-- SHORT PROBLEM --
Update the data below by changing each "innermost" to "most central", leaving the rest unchanged. Leave the pictures out of your answer.

-- Start of SUPPLIED DATA --

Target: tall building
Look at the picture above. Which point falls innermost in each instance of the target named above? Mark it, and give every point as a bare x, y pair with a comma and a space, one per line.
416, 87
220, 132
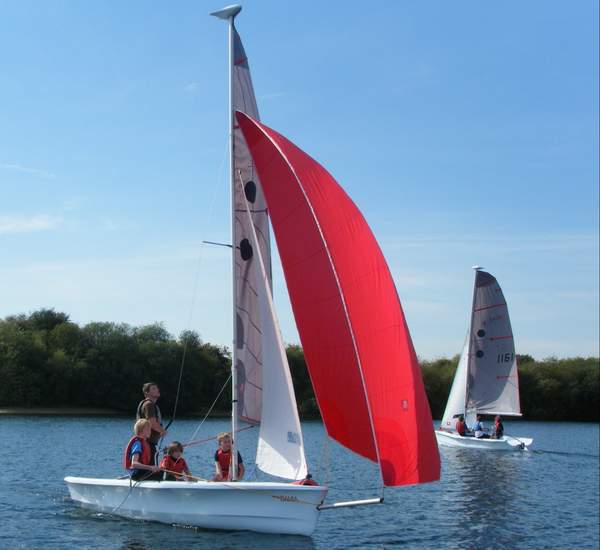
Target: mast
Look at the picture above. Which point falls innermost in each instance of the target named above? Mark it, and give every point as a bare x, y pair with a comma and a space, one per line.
228, 13
476, 268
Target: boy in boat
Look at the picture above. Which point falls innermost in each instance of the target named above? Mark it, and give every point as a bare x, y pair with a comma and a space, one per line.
147, 408
461, 426
138, 454
479, 430
498, 428
223, 459
173, 464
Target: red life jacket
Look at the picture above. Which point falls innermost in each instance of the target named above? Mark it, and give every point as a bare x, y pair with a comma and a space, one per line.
169, 463
306, 481
145, 457
224, 460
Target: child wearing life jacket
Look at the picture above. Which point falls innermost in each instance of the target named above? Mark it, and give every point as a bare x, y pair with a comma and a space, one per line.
223, 459
174, 465
138, 454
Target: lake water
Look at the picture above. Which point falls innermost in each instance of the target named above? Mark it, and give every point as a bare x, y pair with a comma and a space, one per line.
547, 498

-- End of SUPPLIED DATA --

-- SOLUTION TO THIS EXERCISE --
Target: tall building
Look at the picture above. Which point falls most central in each instance of the target named above? Mark it, and give every point as a bare x, y pair with a comma and a space, one per line.
416, 87
220, 132
Target: mast
Look at the picture above. Which point falls most central in each instance of the target named above? Mark it, and give every point as a bare x, y pair with a comma and a space, one per line.
228, 13
476, 268
Target: boy in boat
Look at the picture above. Which point falls most central in each instance of the target named above? Mark it, and give every point as a bare x, y pair with a comma and a space, one per line.
147, 408
461, 426
138, 454
479, 430
498, 428
223, 459
173, 464
Target: red life jacket
Look at the picture above. Which point falls most central in each instance of the target named above? Mark it, and give every point as a bare x, y pair with a comma and a space, one per line.
169, 463
306, 481
145, 457
224, 460
Target: child wearing life jacket
Look at the picture above. Which point falls most central in each instance of the target named above? Mark it, and give every point as a bare x, y pair with a comma and a space, one per line.
223, 459
174, 465
138, 454
Target: lake water
Look at the picture above. Which point falls most central in each instance of the target named above? Mark it, and give every point as a bare x, y pair with a comma and a space, one per line.
547, 498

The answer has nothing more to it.